>> Begin TEXT SEGMENT

Frontrunners are already forming for the Oscar Best Actor race, according to early predictions at Gold Derby. Now that the three major fall film festivals — Telluride, Venice and Toronto — have premiered many of the most anticipated titles, the predictions reflect the flux now that some film critics and industry leaders have passed judgment on possible contenders. The top 10 for male leads have completely shifted save for Taron Egerton (“Rocketman”), who retains the eighth spot. Whereas Leonardo DiCaprio (“Once Upon a Time in Hollywood”) held first place for a while, he has dropped to third while Adam Driver (“Marriage Story”) zoomed up to No. 1. Similarly, Joaquin Phoenix (“Joker”) bumped Robert De Niro (“The Irishman”) out of the second place and down to the fifth spot. We’ve confirmed most category placements with studios or campaigners, but — as awards season veterans know — some decisions aren’t yet final and changes may occur. For now, we list some contenders like Christian Bale and Matt Damon (“Ford v. Ferrari”) and Brad Pitt (“Once Upon a Time in Hollywood”) as options for both lead and supporting races in Gold Derby’s prediction center.
Here are the current top 10 lead actor picks according to racetrack odds based upon our users’ predictions as of Sept. 13:
1. Adam Driver (“Marriage Story,” Dec. 6): Director and writer Noah Baumbach‘s tale of a nasty bicoastal break-up focuses on Driver’s stage director and Scarlett Johansson as his actress wife as they endure the pain and agony of their split. The filmmaker has described his movie to Indiewire, which sounds somewhat in the realm of “Kramer vs. Kramer” but with laughs, as “a hidden thriller, a procedural, a romantic comedy, a tragic love story. I felt like this was a subject that could handle all those things.” Anyone who watched Driver on HBO’s “Girls” knows he is capable of handling every shade of emoting.
Oscar history: He was nominated for a supporting actor Oscar as an undercover cop for last year’s “BlacKkKlansman.”

>> End TEXT SEGMENT

# SET TASK A
From the records below, pull out every line containing the word "instance", matching case exactly.
The records below have no connection to the Oscar predictions article above.

>> Begin SOURCE DATA

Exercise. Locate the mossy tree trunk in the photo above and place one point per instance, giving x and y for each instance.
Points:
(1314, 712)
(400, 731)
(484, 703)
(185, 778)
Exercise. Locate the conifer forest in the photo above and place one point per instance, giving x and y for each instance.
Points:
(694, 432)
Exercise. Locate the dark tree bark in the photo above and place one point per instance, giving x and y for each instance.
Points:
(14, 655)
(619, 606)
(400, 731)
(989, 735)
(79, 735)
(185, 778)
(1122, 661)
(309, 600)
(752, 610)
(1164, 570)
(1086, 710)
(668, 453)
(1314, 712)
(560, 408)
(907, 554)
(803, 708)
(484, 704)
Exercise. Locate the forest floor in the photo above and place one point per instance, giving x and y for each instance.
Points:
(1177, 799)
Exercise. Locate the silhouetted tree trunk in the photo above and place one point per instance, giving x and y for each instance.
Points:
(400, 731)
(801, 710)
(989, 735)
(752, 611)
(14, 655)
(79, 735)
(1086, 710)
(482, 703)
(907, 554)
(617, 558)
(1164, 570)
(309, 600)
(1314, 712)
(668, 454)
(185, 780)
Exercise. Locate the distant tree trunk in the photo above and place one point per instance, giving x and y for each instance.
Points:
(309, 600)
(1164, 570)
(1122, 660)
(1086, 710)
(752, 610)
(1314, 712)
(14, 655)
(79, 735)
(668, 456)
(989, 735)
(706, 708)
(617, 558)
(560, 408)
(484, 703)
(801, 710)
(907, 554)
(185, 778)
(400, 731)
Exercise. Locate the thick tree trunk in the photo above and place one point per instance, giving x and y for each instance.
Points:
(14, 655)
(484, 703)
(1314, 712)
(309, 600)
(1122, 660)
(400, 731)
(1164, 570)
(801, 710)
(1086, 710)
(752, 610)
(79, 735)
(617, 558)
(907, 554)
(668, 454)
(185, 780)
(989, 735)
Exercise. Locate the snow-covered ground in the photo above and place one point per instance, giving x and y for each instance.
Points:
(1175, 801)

>> End SOURCE DATA

# SET TASK B
Take the Oscar Best Actor predictions article above further, continuing from its last sentence.

# EXERCISE ANSWER A
Exercise. Locate the mossy tree trunk in the photo above and place one point per instance, giving x and y for each instance.
Exercise. Locate the conifer forest in the photo above and place one point per instance, giving x and y for each instance.
Exercise. Locate the dark tree bark in the photo above and place one point per instance, giving x and y for each instance.
Exercise. Locate the forest floor in the photo above and place one point per instance, giving x and y for each instance.
Exercise. Locate the silhouetted tree trunk in the photo above and place one point per instance, giving x and y for each instance.
Exercise. Locate the distant tree trunk in the photo above and place one point per instance, giving x and y for each instance.
Exercise. Locate the thick tree trunk in the photo above and place one point per instance, giving x and y for each instance.
Exercise. Locate the snow-covered ground in the photo above and place one point per instance, giving x and y for each instance.

# EXERCISE ANSWER B
2. Joaquin Phoenix (“Joker,” Oct. 4) — Will it be weird if Phoenix, a terrific actor when it comes to creeps and crooks, wins an Academy Award that Heath Ledger won posthumously for the same role in 2008’s Batman adventure “The Dark Knight”? A little perhaps, but judging from reviews — which have grown more divisive since its showings in Venice and Toronto — Phoenix makes the Clown Prince of Crime his own unique and twisted creation while daring the audience relate to and revile his creation.
As “Hollywood Reporter” critic David Rooney writes, “What’s most noteworthy about this gritty entry in the DC canon and the lead actor’s sensational performance is the pathos he brings to a pathetically disenfranchised character — just like countless others in a metropolis in which the social chasm separating the haves from the have-nots has become a pit of incendiary rage.”
Oscar history: Phoenix was nominated for his supporting role as the twisted, amoral Commodus, who murders his emperor father in order to nefariously inherit his powers as he targets Russell Crowe‘s warrior Maximus in 2000’s Roman epic “Gladiator.” He nailed the Man in Black — country legend Johnny Cash — in the 2006 biopic, “Walk the Line,” singing and all, and was duly nominated as a lead. And he also found a space on the ballot as a Best Actor contender as a crazed cult follower in 2013’s “The Master.”
3. Leonardo DiCaprio (“Once Upon a Time in Hollywood”) — Both DiCaprio and first-time co-star Brad Pitt earned the most critical bravos in Tarantino’s nostalgic 10th big-screen outing. His performance as TV Western legend Rick Dalton, whose preferred genre is going out of fashion, touches the heart as well as provides some sick kicks, such as his flame-thrower skills.
Oscar history: Nominated as supporting actor at age 19 for 1993’s “What’s Eating Gilbert Grape.” Up for lead in 2005’s “The Aviator,” 2007’s “Blood Diamond” and 2014’s “The Wolf of Wall Street.” Won Best Actor for 2016’s “The Revenant.” He also competed as a producer for best-pic contender “The Wolf of Wall Street.”
5. Robert De Niro (“The Irishman,” premieres Sept. 27 at the New York Film Festival) — The legendary actor who played DiCaprio’s abusive stepfather in 1993’s “This Boy’s Life” is right behind him for his real-life portrait of Frank Sheeran, a World War II vet and mob hitman who played a part in the disappearance of labor leader Jimmy Hoffa. This decades-spanning saga promises dirty dealings, macho attitude and lots of blood spilt in the name of money and power. This is De Niro’s ninth collaboration with gangland auteur Martin Scorsese and their first since 1995’s “Casino.”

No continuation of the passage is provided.